Count the lines in the records below that contain the string "each", matching case exactly, and reply with only that number.

====

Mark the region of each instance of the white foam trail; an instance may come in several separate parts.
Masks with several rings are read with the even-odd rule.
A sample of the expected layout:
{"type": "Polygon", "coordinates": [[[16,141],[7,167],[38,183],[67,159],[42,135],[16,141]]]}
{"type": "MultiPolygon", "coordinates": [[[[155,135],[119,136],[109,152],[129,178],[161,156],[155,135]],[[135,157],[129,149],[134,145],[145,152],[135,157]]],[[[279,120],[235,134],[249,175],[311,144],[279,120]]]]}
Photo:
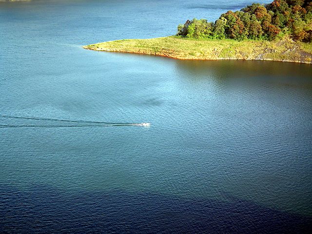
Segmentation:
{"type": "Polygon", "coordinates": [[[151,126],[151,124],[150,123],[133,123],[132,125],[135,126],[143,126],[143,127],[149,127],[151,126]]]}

====

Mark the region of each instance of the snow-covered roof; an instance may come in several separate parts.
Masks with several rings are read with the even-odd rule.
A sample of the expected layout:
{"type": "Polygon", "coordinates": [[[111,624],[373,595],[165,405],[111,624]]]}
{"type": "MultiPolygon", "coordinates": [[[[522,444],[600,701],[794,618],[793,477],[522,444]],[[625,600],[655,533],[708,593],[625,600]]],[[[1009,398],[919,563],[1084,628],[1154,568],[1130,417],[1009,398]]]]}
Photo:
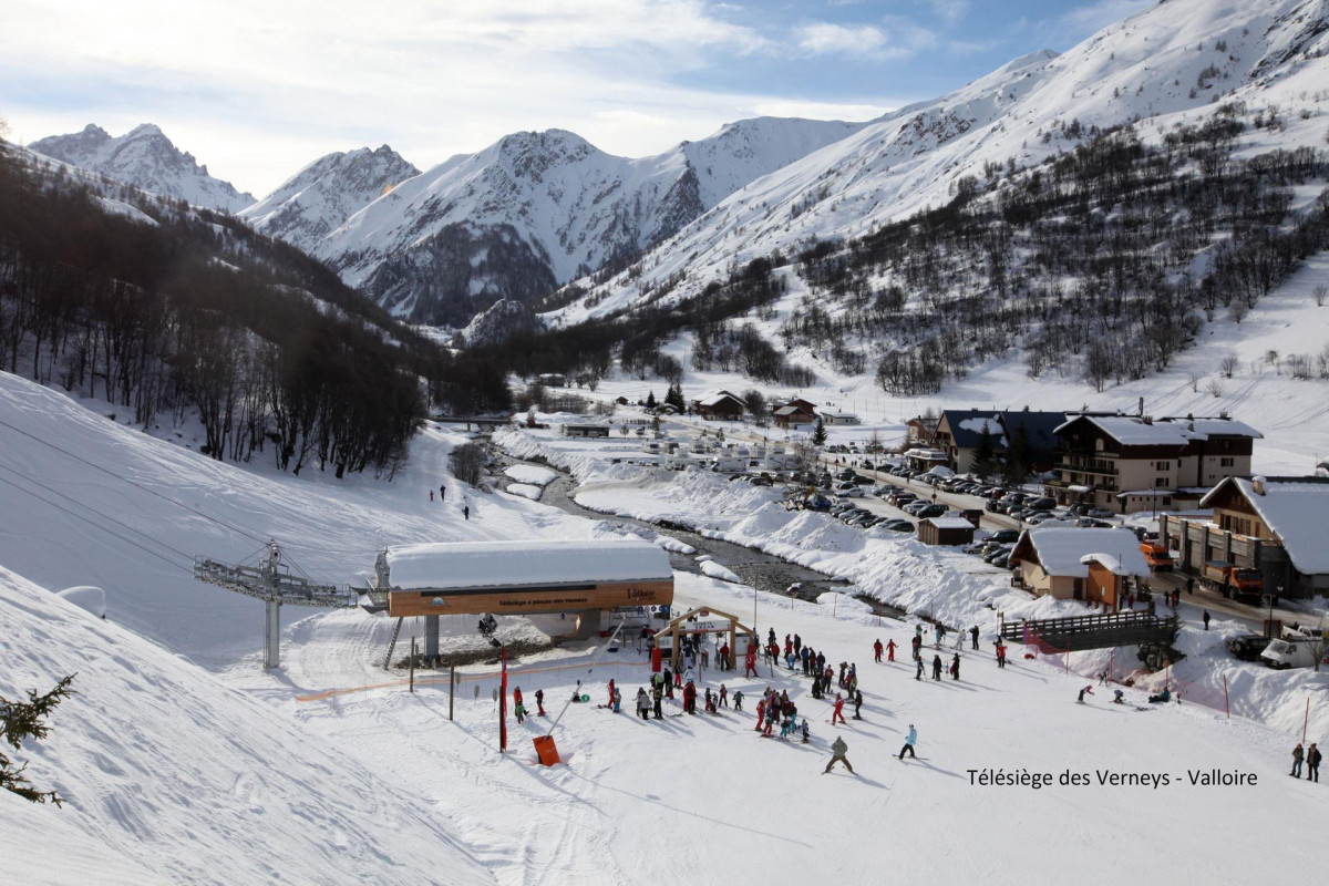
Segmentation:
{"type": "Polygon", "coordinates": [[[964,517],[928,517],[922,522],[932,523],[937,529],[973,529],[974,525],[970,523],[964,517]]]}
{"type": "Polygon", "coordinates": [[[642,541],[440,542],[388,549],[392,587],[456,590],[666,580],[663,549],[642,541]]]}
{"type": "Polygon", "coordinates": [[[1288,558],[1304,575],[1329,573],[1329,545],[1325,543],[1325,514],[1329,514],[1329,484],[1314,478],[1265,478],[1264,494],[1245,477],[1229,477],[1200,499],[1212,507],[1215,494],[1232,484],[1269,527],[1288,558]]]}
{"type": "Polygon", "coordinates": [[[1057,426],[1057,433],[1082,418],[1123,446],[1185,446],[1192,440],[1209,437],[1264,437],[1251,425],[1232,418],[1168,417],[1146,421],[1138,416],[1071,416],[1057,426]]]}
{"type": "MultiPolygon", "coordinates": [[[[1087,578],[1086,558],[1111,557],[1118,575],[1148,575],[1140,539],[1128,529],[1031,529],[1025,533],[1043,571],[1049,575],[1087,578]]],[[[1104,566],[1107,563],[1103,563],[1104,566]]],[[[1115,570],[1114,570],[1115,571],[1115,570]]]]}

====

# Solution to the problem
2